> [TASK]
Exact copies of the lines from the start of the records through the line with "Could you please indicate the perforated" are what the answer must hold; pictures are not part of it.
Segment Start: LISTED ENTRIES
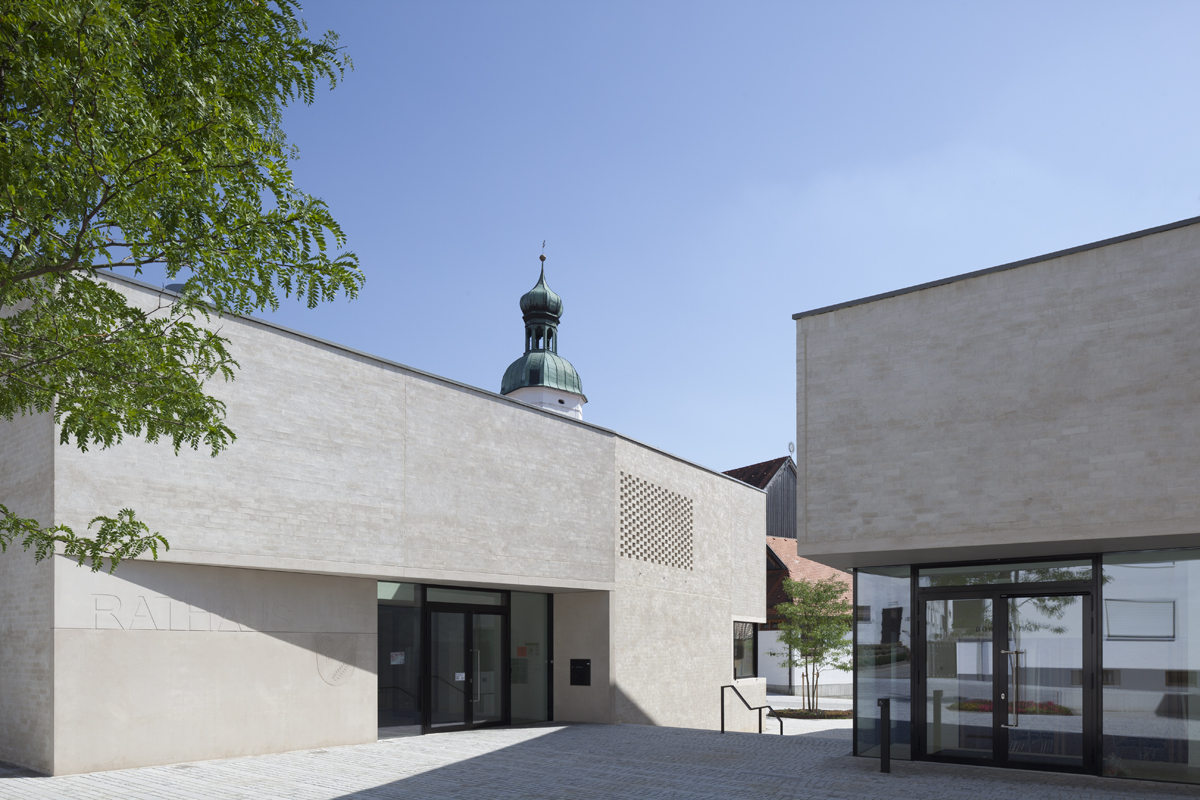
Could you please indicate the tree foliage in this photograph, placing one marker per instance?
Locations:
(814, 631)
(138, 133)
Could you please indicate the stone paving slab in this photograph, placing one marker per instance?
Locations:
(569, 762)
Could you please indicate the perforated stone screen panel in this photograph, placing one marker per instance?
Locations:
(655, 523)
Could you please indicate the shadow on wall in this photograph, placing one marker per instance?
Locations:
(327, 615)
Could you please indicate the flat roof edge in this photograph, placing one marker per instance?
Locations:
(1001, 268)
(396, 365)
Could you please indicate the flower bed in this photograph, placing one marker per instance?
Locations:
(823, 714)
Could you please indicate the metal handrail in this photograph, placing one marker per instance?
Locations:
(753, 708)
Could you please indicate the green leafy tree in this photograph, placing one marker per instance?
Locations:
(814, 631)
(139, 133)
Segment End: LISTED ENTRIES
> [EXPECTED ANSWER]
Could you please indicate the tree foliage in this photograph, placing one marker per instance?
Locations:
(814, 631)
(138, 133)
Could you please indicate the stone paving slab in this photograph, placing one marker per instance?
Locations:
(569, 762)
Could you please indicate the perforated stone screen panel in this photograph, placing one marker per instance?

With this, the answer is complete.